### Pedido escrito A
Indique quantas linhas das entradas contêm a palavra "safety". Responda só com o número.

### Excerto

35 - A Sociedade Ré Banco BB informou por essa via o A. de movimentos realizados a débito na "Conta Escrow, pelo montante de 190.414,93 €, conforme Nota de Débito que se junta sob o doc. nº 4, que se dá por inteiramente reproduzido, agrupando esses movimentos em dois grupos, no seu dizer:

- uma parte referente à FMP SGPS SA no valor de 94 064 .20 €,

- outra parte relativa à DD no montante de 94 350.73 €

36 - Um desses grupos de contingências referem-se à DD e constam do anexo junto sob o doc. nº 5.

37 - O outro grupo de contingências refere-se à FMP SGPS SA e consta do anexo, junto sob o doc. nº 6, sendo esse documento e em particular o montante de 80 887,74 €, aí constante, relativo a anulação do imobilizado obras em imóveis e o consequente débito na "Conta Escrow",

38 - No referido documento n° 6, sob o título "FMP SGPS SA," Custos Reconhecidos Após a Compra Referentes a Períodos Anteriores", apresentado sob a forma de nota discriminativa dos débitos efetuados na "Conta Escrow", apresentam-se ali três movimentos, que se reproduzem:

- Dividas à Segurança Social que deu origem a um débito de 5. 020. 88 €

- Regularização saldo antigo de fornecedores que deu origem a crédito de €1

886.18

- Anulação de Imobilizado - Obras em Imóveis, que por sua vez deu origem a um movimento a débito pelo montante de 80 887.74 €,

39 - O resultado dos movimentos acima referidos, pode verificar-se no documento junto sob o número 7, (documento referente aos movimentos e saldos da "conta Escrow", segregada pelos diversos vendedores e que se dá por inteiramente reproduzido) que na parte depositada nessa conta em nome do requerente, no montante de 163 675.94 €, foi debitado nessa mesma parte o valor de 151 402,52.

40 - Na parte da conta relativa ao A., a importância de 94 064,20 € é referente a movimentos a débito por contingências da FMP SGPS SA, onde está incluído o montante de 80.887.74 €, referente à anulação de obras em imóveis.

41 - Por carta datada de 18 de Abril de 2011, o A. contestou os factos referentes às contingências mencionadas, conforme teor do doc. n° 8 junto à petição, o qual, aqui se dá por integralmente reproduzido.

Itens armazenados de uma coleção
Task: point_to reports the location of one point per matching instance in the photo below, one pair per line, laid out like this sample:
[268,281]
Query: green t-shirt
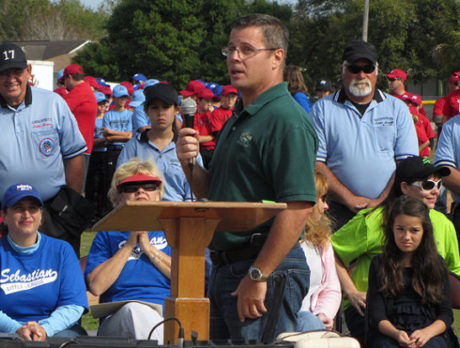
[362,238]
[264,152]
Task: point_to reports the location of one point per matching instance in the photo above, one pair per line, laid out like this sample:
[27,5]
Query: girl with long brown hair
[408,296]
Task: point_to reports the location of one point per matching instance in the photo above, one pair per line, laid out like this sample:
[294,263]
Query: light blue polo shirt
[118,121]
[176,185]
[36,138]
[448,150]
[361,150]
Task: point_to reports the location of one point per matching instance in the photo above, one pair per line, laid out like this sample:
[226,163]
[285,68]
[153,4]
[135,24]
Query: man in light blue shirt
[41,144]
[448,155]
[362,132]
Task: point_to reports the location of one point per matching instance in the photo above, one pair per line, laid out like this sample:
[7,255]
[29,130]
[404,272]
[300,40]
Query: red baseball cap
[397,74]
[454,77]
[416,99]
[129,86]
[193,87]
[72,69]
[93,82]
[228,89]
[206,93]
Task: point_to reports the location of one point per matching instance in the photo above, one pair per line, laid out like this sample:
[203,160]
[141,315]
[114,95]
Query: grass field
[89,323]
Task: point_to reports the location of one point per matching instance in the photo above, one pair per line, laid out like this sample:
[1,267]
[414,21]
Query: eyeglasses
[131,187]
[244,51]
[356,69]
[32,209]
[428,185]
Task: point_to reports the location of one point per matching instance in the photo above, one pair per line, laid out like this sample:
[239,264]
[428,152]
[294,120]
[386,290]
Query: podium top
[146,216]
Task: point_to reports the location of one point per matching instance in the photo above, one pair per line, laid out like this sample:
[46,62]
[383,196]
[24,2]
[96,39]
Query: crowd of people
[351,164]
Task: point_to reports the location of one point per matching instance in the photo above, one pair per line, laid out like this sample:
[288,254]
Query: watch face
[255,273]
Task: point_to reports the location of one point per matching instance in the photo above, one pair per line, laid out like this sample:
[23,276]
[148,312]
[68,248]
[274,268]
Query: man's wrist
[256,274]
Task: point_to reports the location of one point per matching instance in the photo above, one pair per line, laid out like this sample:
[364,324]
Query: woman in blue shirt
[42,292]
[132,265]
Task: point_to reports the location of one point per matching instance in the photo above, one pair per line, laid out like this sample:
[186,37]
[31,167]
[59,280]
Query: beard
[360,88]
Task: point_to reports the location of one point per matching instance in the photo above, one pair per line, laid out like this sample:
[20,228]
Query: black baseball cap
[162,91]
[360,50]
[417,168]
[11,56]
[323,85]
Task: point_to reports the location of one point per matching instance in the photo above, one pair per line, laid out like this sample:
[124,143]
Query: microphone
[188,108]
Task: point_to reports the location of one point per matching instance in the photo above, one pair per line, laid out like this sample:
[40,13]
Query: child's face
[229,100]
[205,105]
[120,102]
[161,116]
[429,197]
[408,232]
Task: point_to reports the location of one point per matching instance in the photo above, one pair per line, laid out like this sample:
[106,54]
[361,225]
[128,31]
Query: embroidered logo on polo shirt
[46,146]
[245,138]
[159,242]
[16,282]
[384,121]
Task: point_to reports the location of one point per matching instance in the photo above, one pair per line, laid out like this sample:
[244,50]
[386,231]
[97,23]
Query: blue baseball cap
[100,97]
[138,98]
[15,193]
[150,83]
[120,91]
[139,77]
[60,74]
[102,82]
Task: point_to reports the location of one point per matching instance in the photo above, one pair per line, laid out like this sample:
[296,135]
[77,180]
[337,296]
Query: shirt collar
[27,99]
[266,97]
[340,96]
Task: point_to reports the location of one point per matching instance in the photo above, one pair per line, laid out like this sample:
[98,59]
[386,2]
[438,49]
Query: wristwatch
[256,274]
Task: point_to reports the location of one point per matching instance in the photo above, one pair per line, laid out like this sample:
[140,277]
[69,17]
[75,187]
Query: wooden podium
[189,227]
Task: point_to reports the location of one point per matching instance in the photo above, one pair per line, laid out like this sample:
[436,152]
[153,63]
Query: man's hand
[32,331]
[328,322]
[356,203]
[358,300]
[251,296]
[188,145]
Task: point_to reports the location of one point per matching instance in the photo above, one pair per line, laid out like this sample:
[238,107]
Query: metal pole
[365,19]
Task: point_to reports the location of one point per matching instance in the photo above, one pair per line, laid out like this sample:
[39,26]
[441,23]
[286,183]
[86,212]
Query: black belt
[246,252]
[115,147]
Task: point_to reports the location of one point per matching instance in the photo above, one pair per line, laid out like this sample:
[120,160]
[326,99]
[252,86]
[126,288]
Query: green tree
[173,40]
[46,20]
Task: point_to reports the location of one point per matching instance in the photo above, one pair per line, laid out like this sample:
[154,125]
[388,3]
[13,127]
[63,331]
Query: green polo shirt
[362,238]
[264,152]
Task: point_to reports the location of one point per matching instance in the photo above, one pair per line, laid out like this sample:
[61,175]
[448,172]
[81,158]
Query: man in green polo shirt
[265,151]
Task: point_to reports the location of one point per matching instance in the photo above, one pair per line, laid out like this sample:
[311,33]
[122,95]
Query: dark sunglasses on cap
[356,69]
[427,185]
[131,187]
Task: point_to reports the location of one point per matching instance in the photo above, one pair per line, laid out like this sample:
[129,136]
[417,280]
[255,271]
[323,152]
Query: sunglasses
[427,185]
[131,187]
[356,69]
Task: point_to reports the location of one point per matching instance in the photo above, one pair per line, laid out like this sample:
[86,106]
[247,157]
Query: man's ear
[278,58]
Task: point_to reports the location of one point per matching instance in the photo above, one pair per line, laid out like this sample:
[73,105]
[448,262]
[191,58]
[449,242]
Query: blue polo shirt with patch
[36,138]
[175,182]
[119,121]
[361,150]
[448,151]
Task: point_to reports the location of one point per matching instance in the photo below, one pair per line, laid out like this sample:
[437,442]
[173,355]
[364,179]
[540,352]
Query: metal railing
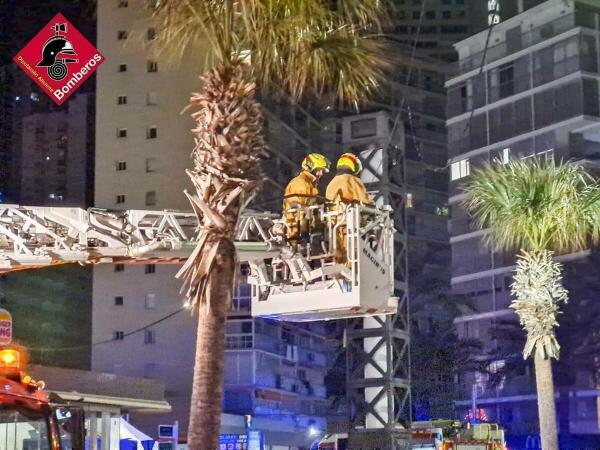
[528,38]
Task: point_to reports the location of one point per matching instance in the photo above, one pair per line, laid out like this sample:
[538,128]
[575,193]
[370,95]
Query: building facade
[535,96]
[143,146]
[57,155]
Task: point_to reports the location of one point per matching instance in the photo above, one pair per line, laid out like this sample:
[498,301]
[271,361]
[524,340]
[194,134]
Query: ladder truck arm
[343,269]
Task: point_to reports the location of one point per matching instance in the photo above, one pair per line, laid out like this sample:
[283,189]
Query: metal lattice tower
[377,348]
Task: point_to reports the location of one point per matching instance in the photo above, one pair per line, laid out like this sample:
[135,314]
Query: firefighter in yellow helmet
[346,186]
[302,191]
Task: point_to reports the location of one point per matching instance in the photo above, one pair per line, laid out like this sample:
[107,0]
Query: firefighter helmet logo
[59,59]
[57,53]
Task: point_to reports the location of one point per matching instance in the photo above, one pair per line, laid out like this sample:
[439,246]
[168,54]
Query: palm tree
[539,209]
[305,47]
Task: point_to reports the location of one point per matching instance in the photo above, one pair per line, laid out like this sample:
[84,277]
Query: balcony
[573,99]
[529,38]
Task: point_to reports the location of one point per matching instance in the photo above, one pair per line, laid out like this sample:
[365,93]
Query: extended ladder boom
[41,236]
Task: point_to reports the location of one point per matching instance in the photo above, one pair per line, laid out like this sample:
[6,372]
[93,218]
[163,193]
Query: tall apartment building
[536,96]
[57,154]
[143,147]
[435,25]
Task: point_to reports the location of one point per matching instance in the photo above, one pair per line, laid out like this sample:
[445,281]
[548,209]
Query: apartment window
[150,198]
[460,169]
[503,156]
[151,133]
[151,98]
[150,301]
[151,164]
[363,128]
[149,337]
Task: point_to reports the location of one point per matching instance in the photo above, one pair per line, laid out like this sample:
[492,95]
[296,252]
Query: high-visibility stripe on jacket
[347,188]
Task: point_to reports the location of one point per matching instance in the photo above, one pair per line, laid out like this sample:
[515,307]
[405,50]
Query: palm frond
[535,205]
[539,291]
[305,47]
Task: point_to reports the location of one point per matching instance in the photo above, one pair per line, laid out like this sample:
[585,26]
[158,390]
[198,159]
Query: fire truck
[438,435]
[452,435]
[31,419]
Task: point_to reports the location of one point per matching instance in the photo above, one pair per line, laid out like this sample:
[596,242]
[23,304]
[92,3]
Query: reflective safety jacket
[301,191]
[347,188]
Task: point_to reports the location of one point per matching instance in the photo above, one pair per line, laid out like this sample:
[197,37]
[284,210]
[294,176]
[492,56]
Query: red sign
[59,59]
[5,327]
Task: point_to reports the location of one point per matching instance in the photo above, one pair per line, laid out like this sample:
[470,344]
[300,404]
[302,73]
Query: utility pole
[377,348]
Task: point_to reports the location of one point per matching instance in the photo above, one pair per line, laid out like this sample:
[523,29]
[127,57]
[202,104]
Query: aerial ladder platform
[342,267]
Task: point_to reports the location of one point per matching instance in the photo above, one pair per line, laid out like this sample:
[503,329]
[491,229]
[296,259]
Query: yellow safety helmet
[350,161]
[315,161]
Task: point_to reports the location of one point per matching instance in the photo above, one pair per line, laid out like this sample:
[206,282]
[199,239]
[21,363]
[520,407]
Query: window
[150,301]
[460,169]
[502,156]
[150,198]
[150,370]
[151,98]
[149,337]
[239,342]
[151,164]
[151,133]
[363,128]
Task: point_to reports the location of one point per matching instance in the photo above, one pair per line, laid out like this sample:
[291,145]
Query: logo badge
[59,59]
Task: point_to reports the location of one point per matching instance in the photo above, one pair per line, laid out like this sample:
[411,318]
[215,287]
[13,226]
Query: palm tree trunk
[546,404]
[207,391]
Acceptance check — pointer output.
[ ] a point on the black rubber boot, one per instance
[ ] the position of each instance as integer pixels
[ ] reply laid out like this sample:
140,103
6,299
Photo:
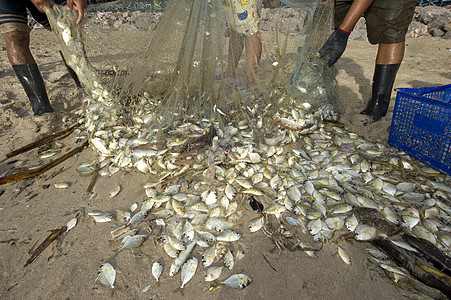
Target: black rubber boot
384,77
71,72
33,84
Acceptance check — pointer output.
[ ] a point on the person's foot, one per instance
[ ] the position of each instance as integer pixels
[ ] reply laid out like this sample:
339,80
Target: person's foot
363,119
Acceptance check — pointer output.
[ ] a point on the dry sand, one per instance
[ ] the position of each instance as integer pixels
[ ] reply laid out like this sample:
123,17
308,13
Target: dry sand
67,269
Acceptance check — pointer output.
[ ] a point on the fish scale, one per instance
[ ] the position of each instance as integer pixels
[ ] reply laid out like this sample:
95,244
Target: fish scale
331,157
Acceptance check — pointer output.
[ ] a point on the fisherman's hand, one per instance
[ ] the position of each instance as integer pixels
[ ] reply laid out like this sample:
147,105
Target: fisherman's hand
335,45
40,4
79,6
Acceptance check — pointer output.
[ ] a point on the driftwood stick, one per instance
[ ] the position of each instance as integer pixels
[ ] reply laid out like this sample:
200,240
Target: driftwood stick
34,253
430,253
409,264
42,141
34,172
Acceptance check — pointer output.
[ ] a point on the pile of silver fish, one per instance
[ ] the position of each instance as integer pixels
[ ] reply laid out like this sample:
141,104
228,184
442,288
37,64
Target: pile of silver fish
311,174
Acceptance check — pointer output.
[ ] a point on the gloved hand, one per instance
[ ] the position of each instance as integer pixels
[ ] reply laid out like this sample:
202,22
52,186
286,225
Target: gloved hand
335,45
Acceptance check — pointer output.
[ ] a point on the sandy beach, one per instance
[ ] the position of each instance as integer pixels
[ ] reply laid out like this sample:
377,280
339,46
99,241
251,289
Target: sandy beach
67,269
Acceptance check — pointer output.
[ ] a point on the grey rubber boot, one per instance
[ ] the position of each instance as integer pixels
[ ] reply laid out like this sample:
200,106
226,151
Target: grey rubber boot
33,84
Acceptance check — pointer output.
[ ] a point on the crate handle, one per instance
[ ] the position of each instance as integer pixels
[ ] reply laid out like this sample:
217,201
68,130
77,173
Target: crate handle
432,89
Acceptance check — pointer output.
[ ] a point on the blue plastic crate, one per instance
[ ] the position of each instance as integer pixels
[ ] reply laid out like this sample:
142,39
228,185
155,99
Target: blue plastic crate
421,125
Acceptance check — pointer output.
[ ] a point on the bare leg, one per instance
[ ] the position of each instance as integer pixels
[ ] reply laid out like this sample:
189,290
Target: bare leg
236,46
18,47
253,46
390,54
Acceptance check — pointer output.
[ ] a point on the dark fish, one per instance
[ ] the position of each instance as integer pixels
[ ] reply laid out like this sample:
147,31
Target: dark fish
256,205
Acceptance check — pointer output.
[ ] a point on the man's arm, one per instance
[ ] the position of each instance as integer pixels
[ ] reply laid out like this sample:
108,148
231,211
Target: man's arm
78,5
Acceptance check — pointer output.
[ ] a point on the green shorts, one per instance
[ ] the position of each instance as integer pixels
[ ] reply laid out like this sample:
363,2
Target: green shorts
387,21
242,15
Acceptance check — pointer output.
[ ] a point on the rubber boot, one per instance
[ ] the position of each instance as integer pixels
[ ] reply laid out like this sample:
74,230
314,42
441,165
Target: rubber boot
383,80
71,72
33,84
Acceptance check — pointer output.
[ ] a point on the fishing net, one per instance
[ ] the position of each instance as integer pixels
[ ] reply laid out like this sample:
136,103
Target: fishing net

### Pedido escrito B
Reescreva de forma mais breve o parágrafo do excerto que começa por "39 - O resultado dos movimentos acima referidos", mantendo os factos principais.

### Resolução do exercício A
2

### Resolução do exercício B
O documento n.º 7 mostra os movimentos e saldos da "Conta Escrow", separados por vendedor. Segundo esse documento, na parte depositada em nome do requerente, no montante de 163 675.94 €, foi debitado o valor de 151 402,52.